Quels sont les chantiers
ouverts pour réduire les dépenses ?
Il y en a
plusieurs. Le principal est la limitation des prescriptions de médicaments
et d’actes de diagnostic.
Pour les actes
de diagnostic, je reste très impressionné par l’étude très robuste sur les
excès d’examen préopératoires. Il y avait des différences énormes entre
des hôpitaux pour traiter les mêmes pathologies pour les mêmes types de
malades. Rien n’a été fait jusqu’ici pour les corriger. Or, cela engendre
des dépenses inutiles et surcharge les prestataires de soins. Il existe
pourtant des moyens simples pour interpeller les hôpitaux qui exagèrent et
pour les amener à mieux évaluer leurs pratiques et les confronter aux
schémas de soins reconnus internationalement. Un pas va cependant être
franchi pour les médicaments en hôpital puisqu’une grande partie de
ceux-ci sera prochainement mise sous forfait. Cela devrait inciter à un
usage plus rationnel.
En matière de
médicaments, le secteur a une fois de plus largement dépassé son budget.
En cause, non pas tant les volumes que l’augmentation persistante des
prix. Bien sûr, il y a une sérieuse pression sur les prix avec le
développement des génériques et les baisses spectaculaires des prix des
spécialités dont le brevet a expiré. Le Ministre Demotte a mis en place
tout un dispositif qui a montré son efficacité. Et, à partir de ce premier
avril, vont en outre commencer les contrôles sur les médecins pour qui des
objectifs de prescription “bon marché” sont définis.
Ainsi, par
exemple, un généraliste doit avoir dans son total de prescription 27 % de
médicaments bon marché : génériques ou spécialités dont le prix a été
diminué, prescriptions sous la dénomination internationale. Les médecins
supportent mal ces contrôles et certains continuent même, contre toute
évidence scientifique, à faire le procès des médicaments génériques.
Ceux-ci sont cependant en croissance importante bien que nous restions
encore en Belgique très en deçà des volumes de prescription de génériques
constatés à l’étranger. Cela va cependant augmenter l’usage de médicaments
moins chers.
Mais
entre-temps, parallèlement aux baisses de prix parfois spectaculaires,
arrivent sur le marché des nouveaux produits à des prix exorbitants. Il
s’agit principalement de médicaments actifs contre le cancer.Il est triste
de voir des firmes très importantes et très connues mettre en vente des
produits à des prix tels (jusqu'à mille euros par semaine par malade) que
cela provoque de profonds désarrois chez les malades, dans la population,
et parmi les responsables politiques et sociaux. Ces prix n’ont aucune
justification sinon celle que les firmes pensent que des personnes
gravement malades et des responsables politiques mis sous pression
accepteront de payer. Ces firmes affichent au même moment des bénéfices
fabuleux et continuent à dépenser deux fois plus pour le marketing que
pour la recherche.
Ces nouveaux
médicaments, issus de la biotechnologie, sont sans doute prometteurs mais
conservent encore actuellement des résultats assez limités en oncologie.

CONSIGNE DE L'EXERCICE:
Recopiez le passage de l'extrait sur la réduction des dépenses de santé, depuis « En cause, non » jusqu'à « des médicaments génériques. » inclus.

(Données d'expressions référentielles)
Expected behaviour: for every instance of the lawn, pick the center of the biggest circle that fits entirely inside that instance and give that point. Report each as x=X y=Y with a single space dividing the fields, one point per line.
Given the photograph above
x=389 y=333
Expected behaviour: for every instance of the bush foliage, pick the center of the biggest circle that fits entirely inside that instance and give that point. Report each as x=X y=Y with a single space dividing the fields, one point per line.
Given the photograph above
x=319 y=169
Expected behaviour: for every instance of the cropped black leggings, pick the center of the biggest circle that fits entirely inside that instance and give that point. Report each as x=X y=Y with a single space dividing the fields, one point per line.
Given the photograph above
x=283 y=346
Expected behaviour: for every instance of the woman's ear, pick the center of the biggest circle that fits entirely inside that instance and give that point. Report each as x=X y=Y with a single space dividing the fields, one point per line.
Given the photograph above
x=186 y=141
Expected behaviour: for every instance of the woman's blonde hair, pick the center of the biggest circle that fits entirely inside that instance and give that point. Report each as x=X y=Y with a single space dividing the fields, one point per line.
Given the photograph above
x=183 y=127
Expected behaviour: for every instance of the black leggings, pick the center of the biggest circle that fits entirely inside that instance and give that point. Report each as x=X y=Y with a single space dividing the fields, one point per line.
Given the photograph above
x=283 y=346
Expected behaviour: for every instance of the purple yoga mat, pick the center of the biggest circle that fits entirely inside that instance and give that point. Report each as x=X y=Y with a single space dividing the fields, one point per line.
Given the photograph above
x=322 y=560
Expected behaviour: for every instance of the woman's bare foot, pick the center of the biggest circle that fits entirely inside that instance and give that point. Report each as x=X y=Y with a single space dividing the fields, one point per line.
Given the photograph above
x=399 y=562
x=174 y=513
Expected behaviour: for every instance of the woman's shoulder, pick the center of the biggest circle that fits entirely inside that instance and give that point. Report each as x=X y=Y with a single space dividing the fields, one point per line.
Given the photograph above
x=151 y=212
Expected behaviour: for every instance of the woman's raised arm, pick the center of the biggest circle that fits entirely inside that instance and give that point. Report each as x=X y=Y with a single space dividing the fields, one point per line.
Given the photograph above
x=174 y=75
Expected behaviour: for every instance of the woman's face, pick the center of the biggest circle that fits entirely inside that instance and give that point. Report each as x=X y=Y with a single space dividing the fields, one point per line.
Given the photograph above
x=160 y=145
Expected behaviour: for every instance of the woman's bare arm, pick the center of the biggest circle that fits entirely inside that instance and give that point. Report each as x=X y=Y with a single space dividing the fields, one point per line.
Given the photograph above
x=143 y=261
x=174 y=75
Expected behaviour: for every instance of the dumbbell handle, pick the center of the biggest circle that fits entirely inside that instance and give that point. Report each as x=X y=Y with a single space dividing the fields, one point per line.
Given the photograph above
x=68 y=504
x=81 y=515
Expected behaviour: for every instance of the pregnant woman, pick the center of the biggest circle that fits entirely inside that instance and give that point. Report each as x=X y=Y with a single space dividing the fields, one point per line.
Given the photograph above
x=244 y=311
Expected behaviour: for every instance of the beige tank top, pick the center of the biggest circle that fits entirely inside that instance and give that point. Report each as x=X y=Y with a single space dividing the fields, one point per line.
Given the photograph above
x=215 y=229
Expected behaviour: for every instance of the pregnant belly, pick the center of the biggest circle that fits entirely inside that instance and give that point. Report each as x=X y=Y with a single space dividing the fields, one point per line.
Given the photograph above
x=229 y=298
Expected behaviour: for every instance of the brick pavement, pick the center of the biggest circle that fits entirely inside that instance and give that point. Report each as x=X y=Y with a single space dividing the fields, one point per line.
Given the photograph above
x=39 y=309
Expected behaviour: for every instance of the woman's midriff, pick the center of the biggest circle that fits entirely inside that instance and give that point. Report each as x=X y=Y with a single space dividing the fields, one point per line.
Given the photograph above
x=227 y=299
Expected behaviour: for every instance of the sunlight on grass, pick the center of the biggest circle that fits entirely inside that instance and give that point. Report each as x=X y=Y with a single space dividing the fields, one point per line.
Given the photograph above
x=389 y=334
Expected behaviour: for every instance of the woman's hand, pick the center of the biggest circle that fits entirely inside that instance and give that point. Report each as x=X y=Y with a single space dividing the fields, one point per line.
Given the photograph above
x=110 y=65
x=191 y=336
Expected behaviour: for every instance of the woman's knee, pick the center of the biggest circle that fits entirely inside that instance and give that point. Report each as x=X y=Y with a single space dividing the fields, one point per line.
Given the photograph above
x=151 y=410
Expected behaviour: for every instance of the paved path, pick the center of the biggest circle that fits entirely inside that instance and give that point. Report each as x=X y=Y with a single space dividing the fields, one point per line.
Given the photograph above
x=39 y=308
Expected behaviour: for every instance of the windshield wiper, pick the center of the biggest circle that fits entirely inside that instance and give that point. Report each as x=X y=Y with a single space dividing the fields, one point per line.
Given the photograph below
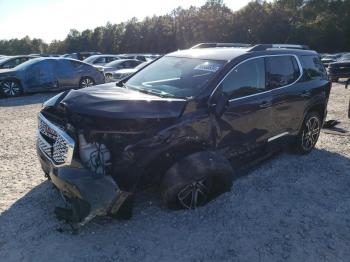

CORRIGÉ:
En cause, non pas tant les volumes que l’augmentation persistante des
prix. Bien sûr, il y a une sérieuse pression sur les prix avec le
développement des génériques et les baisses spectaculaires des prix des
spécialités dont le brevet a expiré. Le Ministre Demotte a mis en place
tout un dispositif qui a montré son efficacité. Et, à partir de ce premier
avril, vont en outre commencer les contrôles sur les médecins pour qui des
objectifs de prescription “bon marché” sont définis.
Ainsi, par
exemple, un généraliste doit avoir dans son total de prescription 27 % de
médicaments bon marché : génériques ou spécialités dont le prix a été
diminué, prescriptions sous la dénomination internationale. Les médecins
supportent mal ces contrôles et certains continuent même, contre toute
évidence scientifique, à faire le procès des médicaments génériques.